Saturday, November 20, 2004

Blommberg: Greenspan Says Foreigners May Curb Financing Deficit

Greenspan Says Foreigners May Curb Financing Deficit

Nov. 19 (Bloomberg) -- Federal Reserve Chairman Alan Greenspan said foreign investors may tire of financing the U.S. current account deficit and diversify into other currencies or demand higher U.S. interest rates. The dollar and U.S. Treasury securities fell.

``Given the size of the U.S. current account deficit, a diminished appetite for adding to dollar balances must occur at some point,'' Greenspan said at the European Banking Congress in Frankfurt. ``International investors will eventually adjust their accumulation of dollar assets or, alternatively, seek higher dollar returns to offset concentration risk, elevating the cost of financing the U.S. current account deficit and rendering it increasingly less tenable.''

Americans' demand for imported goods and a government that spends more than it takes in may be adding to the risk of a further decline in the dollar, higher interest rates and slower economic growth. The current account deficit, the widest measure of trade, grew to a record $166.2 billion in the second quarter.

#### SOURCE MATERIAL

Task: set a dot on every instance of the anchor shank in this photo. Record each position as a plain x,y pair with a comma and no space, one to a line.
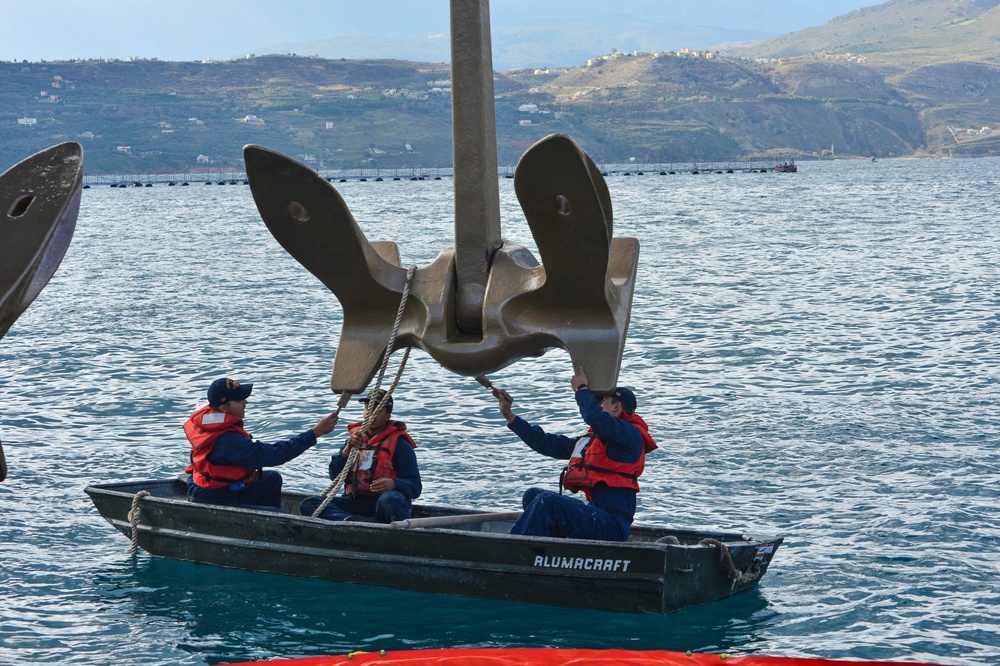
474,151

#### TASK PROMPT
Duplicate the part of the Greenspan deficit article that opens with the words "Blommberg: Greenspan Says" and closes with "Treasury securities fell.".

#### FINISHED ANSWER
Blommberg: Greenspan Says Foreigners May Curb Financing Deficit

Greenspan Says Foreigners May Curb Financing Deficit

Nov. 19 (Bloomberg) -- Federal Reserve Chairman Alan Greenspan said foreign investors may tire of financing the U.S. current account deficit and diversify into other currencies or demand higher U.S. interest rates. The dollar and U.S. Treasury securities fell.